- **Directive**: Copy out every line of the material below that contains the string "plant", matching case exactly.
--- Begin Records for this exercise ---
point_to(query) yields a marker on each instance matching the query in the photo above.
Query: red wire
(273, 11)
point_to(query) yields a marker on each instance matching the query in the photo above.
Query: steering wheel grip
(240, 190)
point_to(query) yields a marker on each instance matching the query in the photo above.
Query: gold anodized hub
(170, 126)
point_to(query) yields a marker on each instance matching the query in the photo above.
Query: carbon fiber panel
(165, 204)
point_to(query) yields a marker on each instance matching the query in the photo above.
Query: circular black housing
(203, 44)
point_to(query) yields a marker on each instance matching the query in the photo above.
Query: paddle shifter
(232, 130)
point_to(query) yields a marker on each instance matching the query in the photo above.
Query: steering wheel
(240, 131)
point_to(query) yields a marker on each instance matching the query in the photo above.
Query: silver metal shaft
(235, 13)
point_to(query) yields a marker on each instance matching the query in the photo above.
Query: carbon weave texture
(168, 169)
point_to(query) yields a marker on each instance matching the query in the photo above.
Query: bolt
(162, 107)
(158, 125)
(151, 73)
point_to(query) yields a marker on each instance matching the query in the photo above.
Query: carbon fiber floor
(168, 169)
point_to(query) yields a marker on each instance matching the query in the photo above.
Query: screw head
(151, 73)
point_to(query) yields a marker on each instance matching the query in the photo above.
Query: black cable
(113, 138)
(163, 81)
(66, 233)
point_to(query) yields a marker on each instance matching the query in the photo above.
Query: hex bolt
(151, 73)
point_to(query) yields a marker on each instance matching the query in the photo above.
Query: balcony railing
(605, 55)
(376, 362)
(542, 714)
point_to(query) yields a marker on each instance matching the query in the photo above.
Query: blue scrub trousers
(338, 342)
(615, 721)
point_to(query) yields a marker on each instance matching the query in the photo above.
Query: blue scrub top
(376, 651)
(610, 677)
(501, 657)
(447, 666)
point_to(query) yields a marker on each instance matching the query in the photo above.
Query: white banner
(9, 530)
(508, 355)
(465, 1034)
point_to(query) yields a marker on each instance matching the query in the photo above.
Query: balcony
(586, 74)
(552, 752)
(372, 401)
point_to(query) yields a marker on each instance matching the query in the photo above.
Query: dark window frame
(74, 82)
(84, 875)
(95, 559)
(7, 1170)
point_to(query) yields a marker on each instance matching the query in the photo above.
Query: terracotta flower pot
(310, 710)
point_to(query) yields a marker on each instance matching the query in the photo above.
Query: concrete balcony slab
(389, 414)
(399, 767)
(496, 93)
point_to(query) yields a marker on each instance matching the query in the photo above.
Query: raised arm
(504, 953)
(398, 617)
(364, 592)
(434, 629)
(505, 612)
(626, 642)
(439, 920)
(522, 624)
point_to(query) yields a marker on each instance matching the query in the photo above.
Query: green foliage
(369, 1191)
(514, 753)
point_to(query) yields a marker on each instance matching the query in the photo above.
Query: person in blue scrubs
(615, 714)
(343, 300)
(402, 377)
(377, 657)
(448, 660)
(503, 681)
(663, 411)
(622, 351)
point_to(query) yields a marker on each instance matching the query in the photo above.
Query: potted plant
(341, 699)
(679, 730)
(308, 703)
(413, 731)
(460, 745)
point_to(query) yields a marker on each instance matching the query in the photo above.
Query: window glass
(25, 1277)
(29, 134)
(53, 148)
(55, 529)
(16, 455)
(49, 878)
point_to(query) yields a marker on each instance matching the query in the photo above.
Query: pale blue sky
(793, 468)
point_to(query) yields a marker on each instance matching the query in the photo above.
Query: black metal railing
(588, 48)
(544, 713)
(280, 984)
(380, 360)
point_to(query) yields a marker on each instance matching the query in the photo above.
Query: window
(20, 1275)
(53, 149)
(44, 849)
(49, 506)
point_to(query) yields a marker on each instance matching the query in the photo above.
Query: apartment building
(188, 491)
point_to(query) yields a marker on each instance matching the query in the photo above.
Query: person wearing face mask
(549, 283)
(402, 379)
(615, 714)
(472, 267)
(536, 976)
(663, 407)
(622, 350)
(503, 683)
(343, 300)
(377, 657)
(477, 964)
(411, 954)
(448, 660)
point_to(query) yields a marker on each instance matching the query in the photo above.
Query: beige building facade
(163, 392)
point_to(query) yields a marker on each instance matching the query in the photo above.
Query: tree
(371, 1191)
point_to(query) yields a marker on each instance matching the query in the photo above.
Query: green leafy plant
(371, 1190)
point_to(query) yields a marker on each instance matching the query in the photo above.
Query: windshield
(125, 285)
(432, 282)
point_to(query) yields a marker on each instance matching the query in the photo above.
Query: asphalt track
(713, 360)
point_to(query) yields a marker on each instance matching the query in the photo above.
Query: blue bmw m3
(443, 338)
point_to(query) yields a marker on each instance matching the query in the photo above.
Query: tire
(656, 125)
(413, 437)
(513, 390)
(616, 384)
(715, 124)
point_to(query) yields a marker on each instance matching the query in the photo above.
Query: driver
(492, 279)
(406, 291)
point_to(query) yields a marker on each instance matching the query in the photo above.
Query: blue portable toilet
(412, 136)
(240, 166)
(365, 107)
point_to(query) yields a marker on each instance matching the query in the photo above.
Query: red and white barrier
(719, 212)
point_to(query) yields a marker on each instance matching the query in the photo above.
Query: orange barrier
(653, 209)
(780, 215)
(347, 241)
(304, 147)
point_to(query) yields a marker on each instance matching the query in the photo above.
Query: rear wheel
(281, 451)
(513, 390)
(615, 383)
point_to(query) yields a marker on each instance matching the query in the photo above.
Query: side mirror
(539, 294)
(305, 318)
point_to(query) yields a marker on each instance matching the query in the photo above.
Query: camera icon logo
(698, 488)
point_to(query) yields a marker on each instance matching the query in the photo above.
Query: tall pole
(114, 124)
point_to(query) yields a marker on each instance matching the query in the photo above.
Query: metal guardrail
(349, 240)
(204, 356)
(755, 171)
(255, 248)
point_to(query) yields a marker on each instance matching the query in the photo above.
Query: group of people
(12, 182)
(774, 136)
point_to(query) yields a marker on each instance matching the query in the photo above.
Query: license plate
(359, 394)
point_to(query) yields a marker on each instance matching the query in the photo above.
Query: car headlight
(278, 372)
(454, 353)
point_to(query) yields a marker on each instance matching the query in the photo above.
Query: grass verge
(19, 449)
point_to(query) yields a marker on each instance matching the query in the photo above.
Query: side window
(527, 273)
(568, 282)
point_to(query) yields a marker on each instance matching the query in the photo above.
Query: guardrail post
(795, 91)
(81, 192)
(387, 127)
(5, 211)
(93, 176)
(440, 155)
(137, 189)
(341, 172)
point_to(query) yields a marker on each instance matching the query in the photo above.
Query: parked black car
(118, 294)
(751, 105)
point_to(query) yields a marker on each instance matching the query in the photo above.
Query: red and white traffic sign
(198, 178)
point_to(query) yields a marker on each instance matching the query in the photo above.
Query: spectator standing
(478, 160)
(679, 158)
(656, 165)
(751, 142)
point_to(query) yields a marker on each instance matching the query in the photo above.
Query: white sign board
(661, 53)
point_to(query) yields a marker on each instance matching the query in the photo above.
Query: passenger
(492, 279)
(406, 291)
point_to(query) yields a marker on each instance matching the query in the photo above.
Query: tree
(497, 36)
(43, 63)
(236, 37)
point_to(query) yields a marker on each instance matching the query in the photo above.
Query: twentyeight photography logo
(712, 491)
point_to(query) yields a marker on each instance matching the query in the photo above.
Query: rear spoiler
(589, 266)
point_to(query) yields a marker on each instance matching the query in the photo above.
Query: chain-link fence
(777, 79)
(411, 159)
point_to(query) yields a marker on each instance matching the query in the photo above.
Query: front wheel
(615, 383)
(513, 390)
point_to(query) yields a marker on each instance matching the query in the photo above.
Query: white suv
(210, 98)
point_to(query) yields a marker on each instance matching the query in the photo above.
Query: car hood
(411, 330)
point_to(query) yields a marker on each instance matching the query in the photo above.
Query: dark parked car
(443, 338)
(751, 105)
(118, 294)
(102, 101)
--- End Records for this exercise ---
- **Problem solution**:
Query: potted plant
Query: green leafy plant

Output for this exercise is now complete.